• The data:
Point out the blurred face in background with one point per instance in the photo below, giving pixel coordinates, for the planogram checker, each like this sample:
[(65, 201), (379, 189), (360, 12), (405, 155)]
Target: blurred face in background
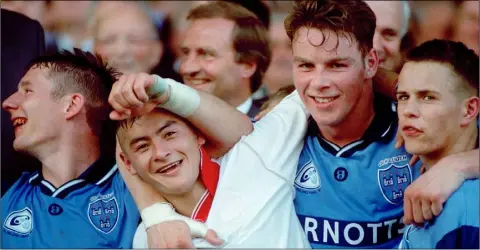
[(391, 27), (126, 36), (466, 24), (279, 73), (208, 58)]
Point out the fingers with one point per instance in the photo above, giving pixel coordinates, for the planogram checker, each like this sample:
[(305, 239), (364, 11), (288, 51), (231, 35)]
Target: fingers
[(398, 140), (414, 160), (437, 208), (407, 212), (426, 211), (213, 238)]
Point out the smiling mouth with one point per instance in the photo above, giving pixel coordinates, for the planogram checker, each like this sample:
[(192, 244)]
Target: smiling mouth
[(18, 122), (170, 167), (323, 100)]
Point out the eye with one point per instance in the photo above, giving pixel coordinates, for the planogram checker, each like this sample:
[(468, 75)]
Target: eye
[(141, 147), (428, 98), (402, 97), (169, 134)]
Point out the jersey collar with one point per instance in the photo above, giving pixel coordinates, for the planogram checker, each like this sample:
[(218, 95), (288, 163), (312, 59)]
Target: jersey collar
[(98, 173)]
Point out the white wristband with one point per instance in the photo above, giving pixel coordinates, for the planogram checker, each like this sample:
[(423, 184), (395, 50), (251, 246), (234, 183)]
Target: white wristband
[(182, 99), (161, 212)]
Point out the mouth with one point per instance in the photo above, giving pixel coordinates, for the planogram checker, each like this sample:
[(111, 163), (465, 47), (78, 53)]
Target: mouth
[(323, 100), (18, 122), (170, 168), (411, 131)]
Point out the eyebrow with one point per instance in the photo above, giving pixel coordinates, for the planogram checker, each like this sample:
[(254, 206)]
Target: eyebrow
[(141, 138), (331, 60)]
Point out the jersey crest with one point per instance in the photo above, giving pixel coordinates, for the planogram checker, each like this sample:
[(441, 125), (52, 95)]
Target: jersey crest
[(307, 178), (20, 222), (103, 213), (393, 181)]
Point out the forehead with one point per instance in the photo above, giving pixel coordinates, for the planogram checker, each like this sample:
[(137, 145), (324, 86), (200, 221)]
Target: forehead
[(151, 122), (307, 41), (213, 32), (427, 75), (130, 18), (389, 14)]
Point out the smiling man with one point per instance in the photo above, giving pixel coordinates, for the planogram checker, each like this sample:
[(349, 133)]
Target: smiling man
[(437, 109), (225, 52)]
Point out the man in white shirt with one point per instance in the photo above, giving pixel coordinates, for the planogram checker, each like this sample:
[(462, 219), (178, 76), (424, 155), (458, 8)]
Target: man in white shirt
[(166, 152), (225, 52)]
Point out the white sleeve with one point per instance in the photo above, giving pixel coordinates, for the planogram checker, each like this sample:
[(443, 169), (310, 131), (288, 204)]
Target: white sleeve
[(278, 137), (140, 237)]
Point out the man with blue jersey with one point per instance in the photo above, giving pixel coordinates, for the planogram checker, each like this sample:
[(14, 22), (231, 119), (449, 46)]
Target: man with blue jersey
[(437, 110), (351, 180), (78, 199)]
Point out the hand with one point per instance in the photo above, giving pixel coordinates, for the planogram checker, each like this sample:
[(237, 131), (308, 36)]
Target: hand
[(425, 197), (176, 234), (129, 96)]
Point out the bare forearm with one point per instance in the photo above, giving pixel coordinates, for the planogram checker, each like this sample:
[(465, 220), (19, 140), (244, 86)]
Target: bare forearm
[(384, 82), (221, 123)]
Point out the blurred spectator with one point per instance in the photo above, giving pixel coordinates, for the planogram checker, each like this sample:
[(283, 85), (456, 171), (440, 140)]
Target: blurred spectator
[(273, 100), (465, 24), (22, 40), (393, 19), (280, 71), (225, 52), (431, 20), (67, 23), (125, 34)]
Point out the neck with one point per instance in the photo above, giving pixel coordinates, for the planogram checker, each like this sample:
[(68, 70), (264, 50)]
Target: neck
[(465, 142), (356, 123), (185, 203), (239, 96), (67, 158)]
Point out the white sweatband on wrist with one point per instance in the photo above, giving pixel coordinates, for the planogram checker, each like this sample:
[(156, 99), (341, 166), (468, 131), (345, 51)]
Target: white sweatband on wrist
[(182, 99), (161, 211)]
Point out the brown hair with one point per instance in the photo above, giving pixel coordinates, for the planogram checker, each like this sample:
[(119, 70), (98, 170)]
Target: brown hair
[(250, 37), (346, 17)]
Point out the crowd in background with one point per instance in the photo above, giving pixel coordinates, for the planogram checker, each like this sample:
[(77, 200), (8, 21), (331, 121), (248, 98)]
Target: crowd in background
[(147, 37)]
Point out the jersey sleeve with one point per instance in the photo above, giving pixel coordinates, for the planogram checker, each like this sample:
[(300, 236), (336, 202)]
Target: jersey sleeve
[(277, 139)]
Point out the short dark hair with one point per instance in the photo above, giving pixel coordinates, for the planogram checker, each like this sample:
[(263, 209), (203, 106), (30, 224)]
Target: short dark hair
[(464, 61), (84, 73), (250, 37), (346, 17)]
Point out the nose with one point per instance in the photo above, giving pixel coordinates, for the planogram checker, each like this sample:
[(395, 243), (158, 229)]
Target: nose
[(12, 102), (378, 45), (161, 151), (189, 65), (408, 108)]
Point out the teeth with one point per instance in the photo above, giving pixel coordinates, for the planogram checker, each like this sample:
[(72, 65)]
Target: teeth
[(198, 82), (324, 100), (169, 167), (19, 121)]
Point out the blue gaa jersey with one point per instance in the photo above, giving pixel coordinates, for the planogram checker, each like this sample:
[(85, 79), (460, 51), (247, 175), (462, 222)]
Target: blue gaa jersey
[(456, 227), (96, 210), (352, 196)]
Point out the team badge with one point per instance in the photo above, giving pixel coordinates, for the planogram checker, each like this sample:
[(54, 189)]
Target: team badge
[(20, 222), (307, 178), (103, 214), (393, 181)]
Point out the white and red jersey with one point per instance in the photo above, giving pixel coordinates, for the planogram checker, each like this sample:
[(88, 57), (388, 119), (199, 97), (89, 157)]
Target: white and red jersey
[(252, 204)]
---
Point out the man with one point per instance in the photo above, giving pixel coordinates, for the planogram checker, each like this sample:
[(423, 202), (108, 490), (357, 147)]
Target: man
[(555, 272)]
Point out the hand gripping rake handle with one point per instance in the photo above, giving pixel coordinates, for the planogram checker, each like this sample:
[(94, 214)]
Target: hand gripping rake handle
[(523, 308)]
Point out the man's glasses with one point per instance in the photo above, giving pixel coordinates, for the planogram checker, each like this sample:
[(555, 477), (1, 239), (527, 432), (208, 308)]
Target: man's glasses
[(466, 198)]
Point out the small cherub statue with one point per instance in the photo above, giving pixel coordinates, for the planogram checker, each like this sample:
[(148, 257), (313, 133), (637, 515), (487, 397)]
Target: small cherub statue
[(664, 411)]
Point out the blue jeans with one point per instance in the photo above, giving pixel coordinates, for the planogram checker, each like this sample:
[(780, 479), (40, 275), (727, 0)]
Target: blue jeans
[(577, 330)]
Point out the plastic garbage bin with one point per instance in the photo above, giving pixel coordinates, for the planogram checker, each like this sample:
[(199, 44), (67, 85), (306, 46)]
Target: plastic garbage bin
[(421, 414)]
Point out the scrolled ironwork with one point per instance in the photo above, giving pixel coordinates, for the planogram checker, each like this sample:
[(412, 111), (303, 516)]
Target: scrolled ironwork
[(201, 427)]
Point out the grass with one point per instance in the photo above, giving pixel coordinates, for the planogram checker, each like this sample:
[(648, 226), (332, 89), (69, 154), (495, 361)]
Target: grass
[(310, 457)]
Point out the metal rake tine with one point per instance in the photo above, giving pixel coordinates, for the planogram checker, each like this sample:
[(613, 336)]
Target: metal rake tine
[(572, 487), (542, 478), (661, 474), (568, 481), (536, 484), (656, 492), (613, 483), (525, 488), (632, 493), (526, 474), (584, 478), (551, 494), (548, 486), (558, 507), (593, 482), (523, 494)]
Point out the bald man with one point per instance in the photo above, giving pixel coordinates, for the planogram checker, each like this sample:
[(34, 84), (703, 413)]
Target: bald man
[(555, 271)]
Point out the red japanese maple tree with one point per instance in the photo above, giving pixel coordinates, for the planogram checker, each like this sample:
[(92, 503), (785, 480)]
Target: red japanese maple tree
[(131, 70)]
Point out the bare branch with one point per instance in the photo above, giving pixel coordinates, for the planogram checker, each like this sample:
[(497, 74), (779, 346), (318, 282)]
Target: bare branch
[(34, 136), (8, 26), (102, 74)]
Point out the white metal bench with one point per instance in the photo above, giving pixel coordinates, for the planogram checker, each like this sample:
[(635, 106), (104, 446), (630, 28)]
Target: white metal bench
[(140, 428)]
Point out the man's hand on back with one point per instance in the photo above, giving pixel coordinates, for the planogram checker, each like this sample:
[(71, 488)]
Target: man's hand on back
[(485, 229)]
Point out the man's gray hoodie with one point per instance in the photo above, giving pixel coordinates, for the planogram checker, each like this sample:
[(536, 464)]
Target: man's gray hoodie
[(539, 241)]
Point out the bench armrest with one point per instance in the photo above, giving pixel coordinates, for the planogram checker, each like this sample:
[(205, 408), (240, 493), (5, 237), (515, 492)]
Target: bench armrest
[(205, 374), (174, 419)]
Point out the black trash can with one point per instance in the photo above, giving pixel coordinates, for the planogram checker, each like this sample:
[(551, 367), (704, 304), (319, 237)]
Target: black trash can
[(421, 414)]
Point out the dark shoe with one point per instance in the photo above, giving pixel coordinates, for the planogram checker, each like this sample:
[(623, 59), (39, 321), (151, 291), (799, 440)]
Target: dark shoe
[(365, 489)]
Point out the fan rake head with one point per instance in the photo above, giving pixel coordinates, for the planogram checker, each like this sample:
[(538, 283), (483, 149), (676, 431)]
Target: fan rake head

• Exercise prompt: Please give back, exactly as it stands above, the stretch from the line with "Point out the man in" through the line with "[(156, 99), (341, 166), (468, 131), (345, 51)]", and no line outside it.

• Response box:
Point out the man in white shirt with one point per instance in the photo above, giving pixel coordinates, for the planogram checker, each like this sample:
[(462, 219), (178, 76), (424, 155), (458, 8)]
Target: man in white shirt
[(166, 152), (225, 52)]
Point out the white sleeve with one point per instance in the photo above, giving pixel coordinates, for the planogram checker, each like this sample:
[(443, 169), (310, 131), (288, 204)]
Target: white sleeve
[(278, 137), (140, 237)]
Point out the man with blue jersey with one point per instance in the photo above, giving pixel coordinates, for the planogram checker, each like this sample:
[(14, 22), (231, 119), (449, 46)]
Target: man with blue jersey
[(437, 110), (351, 180), (78, 199)]
Point out the hand with one point per instance in the photo above, giving pixel coordinates, for the planogram checker, each like this sample:
[(237, 131), (308, 36)]
Target: hand
[(425, 197), (176, 234), (129, 96)]
Point out the bare forearm with one point per instance in the photo above, giving pixel coordinates, for the planogram checker, each like this sample:
[(465, 220), (19, 140), (244, 86)]
Target: bare forearm
[(384, 82), (221, 123)]
Point out the blurred spectator with one point per instance in the photo above, giving pixel coordinates, for the planogram checker, each like this sample:
[(283, 85), (456, 171), (440, 140)]
Target: blurred spectator
[(273, 100), (465, 24), (22, 40), (393, 19), (280, 71), (225, 52), (431, 20), (67, 23), (125, 34)]
Point out the neck with one point per instance in the photo above, giving pixel coordinates, for the planogram checker, each like this sample:
[(68, 70), (264, 50)]
Target: neck
[(465, 142), (356, 123), (185, 203), (239, 96), (67, 158)]
Point out the white sweatband on wrist with one point per instance in the photo above, giving pixel coordinates, for the planogram checker, each like this sample:
[(156, 99), (341, 166), (468, 131), (345, 51)]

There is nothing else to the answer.